#### [The records]
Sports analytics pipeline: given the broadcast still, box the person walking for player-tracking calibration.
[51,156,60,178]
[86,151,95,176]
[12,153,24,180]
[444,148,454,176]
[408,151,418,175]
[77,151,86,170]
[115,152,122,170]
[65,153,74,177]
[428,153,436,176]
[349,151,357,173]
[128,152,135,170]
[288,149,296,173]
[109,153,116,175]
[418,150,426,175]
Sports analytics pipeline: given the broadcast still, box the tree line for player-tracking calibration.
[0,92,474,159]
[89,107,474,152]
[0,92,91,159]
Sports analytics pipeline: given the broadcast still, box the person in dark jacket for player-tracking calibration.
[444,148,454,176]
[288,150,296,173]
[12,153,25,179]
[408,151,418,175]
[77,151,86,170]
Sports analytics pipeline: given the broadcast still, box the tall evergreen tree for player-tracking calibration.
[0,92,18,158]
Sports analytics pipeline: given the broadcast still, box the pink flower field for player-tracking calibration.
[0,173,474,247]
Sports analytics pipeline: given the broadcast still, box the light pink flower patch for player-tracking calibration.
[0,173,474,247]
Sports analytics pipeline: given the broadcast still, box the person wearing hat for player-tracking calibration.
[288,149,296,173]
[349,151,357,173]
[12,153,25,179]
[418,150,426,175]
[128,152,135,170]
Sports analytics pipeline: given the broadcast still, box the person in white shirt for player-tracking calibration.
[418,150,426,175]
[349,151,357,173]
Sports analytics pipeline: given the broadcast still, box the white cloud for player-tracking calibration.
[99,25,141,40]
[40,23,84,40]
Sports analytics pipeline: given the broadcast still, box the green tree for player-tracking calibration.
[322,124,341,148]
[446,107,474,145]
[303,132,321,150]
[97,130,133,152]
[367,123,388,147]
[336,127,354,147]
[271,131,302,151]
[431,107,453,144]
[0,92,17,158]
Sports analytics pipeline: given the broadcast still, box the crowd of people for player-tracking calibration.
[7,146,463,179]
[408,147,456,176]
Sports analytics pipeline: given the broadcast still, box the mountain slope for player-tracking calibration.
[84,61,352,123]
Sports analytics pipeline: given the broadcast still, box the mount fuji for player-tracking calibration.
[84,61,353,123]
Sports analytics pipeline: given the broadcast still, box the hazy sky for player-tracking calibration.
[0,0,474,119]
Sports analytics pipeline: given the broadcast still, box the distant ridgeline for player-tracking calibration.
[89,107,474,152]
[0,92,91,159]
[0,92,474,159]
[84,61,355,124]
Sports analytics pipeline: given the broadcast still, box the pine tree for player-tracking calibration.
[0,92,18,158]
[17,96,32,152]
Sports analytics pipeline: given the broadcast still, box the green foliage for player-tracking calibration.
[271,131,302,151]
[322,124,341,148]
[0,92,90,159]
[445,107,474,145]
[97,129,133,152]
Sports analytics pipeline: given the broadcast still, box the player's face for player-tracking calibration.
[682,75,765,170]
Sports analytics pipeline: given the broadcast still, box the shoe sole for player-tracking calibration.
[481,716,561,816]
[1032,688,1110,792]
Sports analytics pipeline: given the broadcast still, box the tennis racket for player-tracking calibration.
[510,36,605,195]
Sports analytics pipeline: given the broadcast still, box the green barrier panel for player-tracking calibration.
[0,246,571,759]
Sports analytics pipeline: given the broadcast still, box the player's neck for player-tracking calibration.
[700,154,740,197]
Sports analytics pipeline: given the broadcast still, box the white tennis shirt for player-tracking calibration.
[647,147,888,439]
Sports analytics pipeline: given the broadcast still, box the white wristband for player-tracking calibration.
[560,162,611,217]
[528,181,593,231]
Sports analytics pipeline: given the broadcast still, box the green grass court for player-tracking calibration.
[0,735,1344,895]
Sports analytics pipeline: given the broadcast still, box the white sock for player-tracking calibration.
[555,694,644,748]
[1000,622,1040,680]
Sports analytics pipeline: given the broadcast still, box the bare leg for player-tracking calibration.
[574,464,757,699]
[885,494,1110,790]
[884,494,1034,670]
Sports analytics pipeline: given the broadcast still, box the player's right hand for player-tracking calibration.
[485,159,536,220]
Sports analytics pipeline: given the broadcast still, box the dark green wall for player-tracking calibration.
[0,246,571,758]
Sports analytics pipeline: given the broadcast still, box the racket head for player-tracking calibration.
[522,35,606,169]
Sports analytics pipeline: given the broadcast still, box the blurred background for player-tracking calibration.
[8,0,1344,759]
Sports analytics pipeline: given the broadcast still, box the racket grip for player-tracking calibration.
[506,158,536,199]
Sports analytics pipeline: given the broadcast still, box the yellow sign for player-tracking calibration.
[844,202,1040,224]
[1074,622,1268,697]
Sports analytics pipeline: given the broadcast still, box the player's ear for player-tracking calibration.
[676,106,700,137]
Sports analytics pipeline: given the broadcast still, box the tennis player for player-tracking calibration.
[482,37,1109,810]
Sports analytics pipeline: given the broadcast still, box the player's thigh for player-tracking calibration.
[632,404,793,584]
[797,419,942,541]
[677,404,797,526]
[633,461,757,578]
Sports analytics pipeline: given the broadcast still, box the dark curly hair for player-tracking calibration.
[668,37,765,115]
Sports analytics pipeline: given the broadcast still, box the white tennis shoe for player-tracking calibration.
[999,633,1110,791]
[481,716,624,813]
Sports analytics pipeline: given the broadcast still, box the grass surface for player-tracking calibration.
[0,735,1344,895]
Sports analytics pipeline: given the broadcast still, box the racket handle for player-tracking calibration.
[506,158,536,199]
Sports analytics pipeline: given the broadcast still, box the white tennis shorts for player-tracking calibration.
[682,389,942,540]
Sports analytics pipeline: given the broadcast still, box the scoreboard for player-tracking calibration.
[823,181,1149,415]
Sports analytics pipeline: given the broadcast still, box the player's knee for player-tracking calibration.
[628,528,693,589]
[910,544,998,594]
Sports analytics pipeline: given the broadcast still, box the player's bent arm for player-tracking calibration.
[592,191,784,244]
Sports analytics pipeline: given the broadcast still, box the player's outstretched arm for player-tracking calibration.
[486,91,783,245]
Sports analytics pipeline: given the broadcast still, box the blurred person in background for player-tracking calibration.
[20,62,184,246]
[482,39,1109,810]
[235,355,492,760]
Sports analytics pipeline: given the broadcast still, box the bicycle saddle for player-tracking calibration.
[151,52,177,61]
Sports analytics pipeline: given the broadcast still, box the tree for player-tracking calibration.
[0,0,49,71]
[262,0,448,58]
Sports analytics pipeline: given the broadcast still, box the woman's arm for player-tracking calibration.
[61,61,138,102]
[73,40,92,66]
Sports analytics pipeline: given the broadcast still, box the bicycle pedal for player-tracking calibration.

#### [Problem statement]
Copy the data between the line containing "court for player-tracking calibration." and the line containing "[633,461,757,578]", inclusive, substituting "racket handle" for "racket grip" and changing nothing else.

#### [Written answer]
Sports analytics pipeline: given the broadcast still, box the green grass court for player-tracking calibration.
[0,735,1344,895]
Sports analytics pipeline: given the broadcast still, box the white sock for player-tracking calibration.
[555,694,644,748]
[1000,622,1040,680]
Sports analytics pipeline: given the broadcast still, box the bare leg for player-tracking calibration.
[574,464,757,699]
[885,494,1110,790]
[884,494,1034,670]
Sports analytics pipeline: given the broadcast still, box the player's right hand for player-tracking calibration.
[485,159,536,220]
Sports analytics pipeline: given the broadcast still, box the dark green wall for player-tracking calibration.
[0,246,571,758]
Sports analytics pipeline: given the broadcast still, box the racket head for player-tracking calibration.
[522,35,606,169]
Sports analytics pipeline: given the broadcast still, box the blurred background for player-tracking calibration.
[8,0,1344,759]
Sports analytics pipeline: given the broadcast still, box the racket handle for player-tracking calibration.
[506,158,536,199]
Sports analytics pipeline: given the broadcast still, box the yellow sign for player-tracking calibration.
[844,202,1040,224]
[1074,622,1268,697]
Sports analytics pipeline: given the broadcast still, box the player's ear for player-tracking calibration.
[676,106,700,137]
Sports analytics pipeline: given the broadcast still, box the tennis player for player-tracking calibration.
[482,37,1109,810]
Sports analytics pipeline: given the broadcast still, box the player's thigh for player-tracking calibration.
[632,404,793,584]
[797,419,942,541]
[677,404,797,526]
[633,461,757,578]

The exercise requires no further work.